◆ Passage shown
════════════════════

The current work in progress takes up the far end.
Next to this painting is a broad palette. Painter’s palettes are interesting things. They are a genesis of process – the zygotic point in the life of paintings; egg and sperm meet as pigment and oil. You could see them as fascinating, ever-changing, never-completed paintings in their own right. A compendium of them would make an excellent coffee table book.
In Tien Ling’s palette, the fat swell of layer upon layer of paint has formed a literal wave shape; crest and trough in a grey sea within whose murky depths hang jellyfish blobs of colour .
We smoke throughout our three-way conversation. Only one of us, Xiao Kou, is able to speak both languages. Cigarettes provide a universal language – as if our smoke exhalations were speech bubbles meandering through the air and drifting into each other.
“The paintings in this series seem to be portraits. Who are they of?”
“Well yes, they probably start out with the intention to be ‘of’ someone. But I’m more seeking to capture the likeness of a feeling or a state of mind. However, in attempting to do that – to capture a certain feeling through style – I fail. Again and again until I become disheartened and, finally, I give up asking for something from the painting altogether. And that’s when the painting gives you what it will”
We pause to look around and the heavy impasto licks at you from all angles.
“That’s the thing about the paintings, isn’t it? They ultimately come back to the medium, the paint. The portraits are even more anonymous for the fact that the representation is physically superceded by the medium.”
“ I don’t really think of them as portraits.”
The most densely painted works are indeed as much abstract as figurative. The subjects are barely there. They stare dimly out at you from the geology of themselves. There’s a constant accession and recession of the image, undulating in the eye like that palette wave.
The depth of texture competes as subject matter in itself, inviting you to view the paintings in different ways. Perhaps as a satellite view of some twilight terrain, the image of Man just a stain within it. Or maybe as a successive line of Dorian Grays – the representation being not so much of the face but of the magnificence of their sin. In the work there’s an underlying sense that the paintings are still forming, growing at fingernail speed.
(detail)

════════════════════

◆ The problem
Write the next few paragraphs of the account of the visit to Tien Ling's studio, picking up where the passage on the paintings stops.

════════════════════

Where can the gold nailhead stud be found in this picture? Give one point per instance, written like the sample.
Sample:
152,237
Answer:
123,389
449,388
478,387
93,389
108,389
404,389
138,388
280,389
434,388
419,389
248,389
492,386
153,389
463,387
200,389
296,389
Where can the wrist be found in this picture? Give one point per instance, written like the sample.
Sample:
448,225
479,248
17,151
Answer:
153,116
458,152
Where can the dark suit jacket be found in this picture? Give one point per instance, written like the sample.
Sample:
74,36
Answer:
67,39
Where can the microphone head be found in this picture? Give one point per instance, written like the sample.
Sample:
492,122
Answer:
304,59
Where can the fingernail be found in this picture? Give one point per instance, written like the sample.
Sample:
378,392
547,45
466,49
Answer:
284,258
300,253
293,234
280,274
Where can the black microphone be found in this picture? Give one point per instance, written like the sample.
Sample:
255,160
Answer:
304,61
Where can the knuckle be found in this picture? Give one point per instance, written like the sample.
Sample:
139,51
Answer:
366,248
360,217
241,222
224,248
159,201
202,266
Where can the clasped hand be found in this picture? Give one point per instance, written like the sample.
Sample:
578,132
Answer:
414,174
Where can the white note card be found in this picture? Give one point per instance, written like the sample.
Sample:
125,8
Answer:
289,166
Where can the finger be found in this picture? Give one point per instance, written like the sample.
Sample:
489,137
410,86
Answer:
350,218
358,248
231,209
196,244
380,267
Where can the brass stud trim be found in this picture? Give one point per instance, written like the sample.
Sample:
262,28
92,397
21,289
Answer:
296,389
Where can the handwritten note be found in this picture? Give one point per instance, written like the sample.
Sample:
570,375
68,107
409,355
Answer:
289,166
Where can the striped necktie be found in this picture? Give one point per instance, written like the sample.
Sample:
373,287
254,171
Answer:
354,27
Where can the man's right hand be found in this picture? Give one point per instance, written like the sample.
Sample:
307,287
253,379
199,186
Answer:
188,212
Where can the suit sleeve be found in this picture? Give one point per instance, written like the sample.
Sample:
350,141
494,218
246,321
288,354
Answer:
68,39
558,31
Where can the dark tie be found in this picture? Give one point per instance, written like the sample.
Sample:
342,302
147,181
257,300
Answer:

════════════════════

◆ Answer to this problem
He wants the gestures and marks returned to him with an emotional force and impact commensurate with the physicality of the making. Of course, it’s the same impetus that has driven painters since the beginning of art. But it feels refreshing to see it restated in such a bold way, from the cave wall.
The faces, as can be seen, are not discernibly chinese – over here one is reminded of a morose, flaking official from a Roman mural, over there a beaming, crusted cavalier. The art historical references he makes are mostly to European Old Masters; particularly work from the end of their careers – late-period Titian, Death’s door Rembrandt, last-gasp Goya.
And it would be easy to ascribe greater kinship with Kossoff, Auerbach or Giacometti’s ‘trembling figures’ than with anything traditional or contemporary in Chinese art. But this would be disingenuous. Firstly as it would deny his own cultural heritage, evident from how he talks about process in terms of a Daoist sensibility. Secondly, the way the paint is worked differs. While brush, knife and finger are all employed, the ‘movement’ in the painting really is from a different place.
Looking out of the window, at the road and pavement below, that difference of movement is right there, there in the traffic. The negotiation and re-negotiation between pedestrian, moped, bike and car – sidewalk turned into truck stop, highway into promenade. The ballet of A to B. (It’s been described to me as calligraphic.)
Likewise, when Tian Lin paints, it comes from a distinctly chinese nature even if not immediately apparent.
As the last of the cigarettes sends up a final whisp of comment so it becomes time to go. We look forward to seeing how Tian Lin develops this work. Or rather, how next the painting will give what it will.